[GIVEN PROBLEM] Give the material below as a Markdown table with two columns, Number and Line, with one row for each line. Skip blank lines and leave out the pictures.

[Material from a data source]
>> start

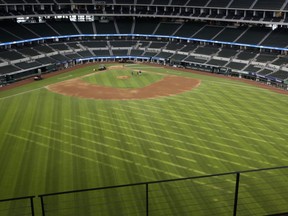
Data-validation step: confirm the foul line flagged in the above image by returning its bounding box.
[0,86,46,100]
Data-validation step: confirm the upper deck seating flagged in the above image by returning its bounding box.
[236,51,257,60]
[110,41,137,47]
[47,21,79,35]
[194,46,219,55]
[15,61,41,70]
[213,27,247,42]
[253,0,286,10]
[81,41,108,48]
[75,22,95,34]
[187,0,209,7]
[236,27,271,45]
[0,50,23,61]
[154,23,181,35]
[257,68,273,76]
[34,45,54,53]
[95,22,117,34]
[17,48,39,56]
[270,70,288,80]
[0,65,19,74]
[134,20,158,34]
[23,23,59,37]
[217,48,238,58]
[226,62,246,70]
[261,28,288,47]
[137,0,152,5]
[171,0,188,6]
[185,56,207,64]
[92,50,110,57]
[245,64,262,73]
[116,19,133,34]
[175,22,205,37]
[112,49,128,56]
[192,25,223,40]
[207,0,231,8]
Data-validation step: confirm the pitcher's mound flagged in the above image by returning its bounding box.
[117,76,130,79]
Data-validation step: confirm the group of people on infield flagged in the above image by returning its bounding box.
[131,70,142,76]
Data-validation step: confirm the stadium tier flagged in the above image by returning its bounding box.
[0,0,288,216]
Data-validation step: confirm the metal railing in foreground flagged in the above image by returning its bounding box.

>> end

[EXERCISE RESPONSE]
| Number | Line |
|---|---|
| 1 | Data-validation step: confirm the foul line flagged in the above image by returning its bounding box. |
| 2 | [0,86,46,100] |
| 3 | Data-validation step: confirm the upper deck seating flagged in the above image by returning its bounding box. |
| 4 | [236,51,257,60] |
| 5 | [110,41,137,47] |
| 6 | [47,21,79,35] |
| 7 | [194,46,219,55] |
| 8 | [15,61,41,70] |
| 9 | [213,27,247,42] |
| 10 | [253,0,286,10] |
| 11 | [81,41,108,48] |
| 12 | [75,22,95,34] |
| 13 | [187,0,209,7] |
| 14 | [236,27,271,45] |
| 15 | [0,50,23,61] |
| 16 | [154,23,181,35] |
| 17 | [257,68,273,76] |
| 18 | [34,45,54,53] |
| 19 | [95,22,117,34] |
| 20 | [17,48,39,56] |
| 21 | [270,70,288,80] |
| 22 | [0,65,19,74] |
| 23 | [134,20,158,34] |
| 24 | [23,23,59,37] |
| 25 | [217,48,238,58] |
| 26 | [226,62,246,70] |
| 27 | [261,28,288,47] |
| 28 | [137,0,152,5] |
| 29 | [171,0,188,6] |
| 30 | [185,56,207,64] |
| 31 | [92,50,110,57] |
| 32 | [245,64,262,73] |
| 33 | [116,19,133,34] |
| 34 | [175,22,205,37] |
| 35 | [112,49,128,56] |
| 36 | [192,25,223,40] |
| 37 | [207,0,231,8] |
| 38 | Data-validation step: confirm the pitcher's mound flagged in the above image by returning its bounding box. |
| 39 | [117,76,130,79] |
| 40 | Data-validation step: confirm the group of people on infield flagged in the above image by returning its bounding box. |
| 41 | [131,70,142,76] |
| 42 | Data-validation step: confirm the stadium tier flagged in the above image by returning its bounding box. |
| 43 | [0,0,288,216] |
| 44 | Data-validation step: confirm the metal railing in foreground flagged in the above image by returning its bounding box. |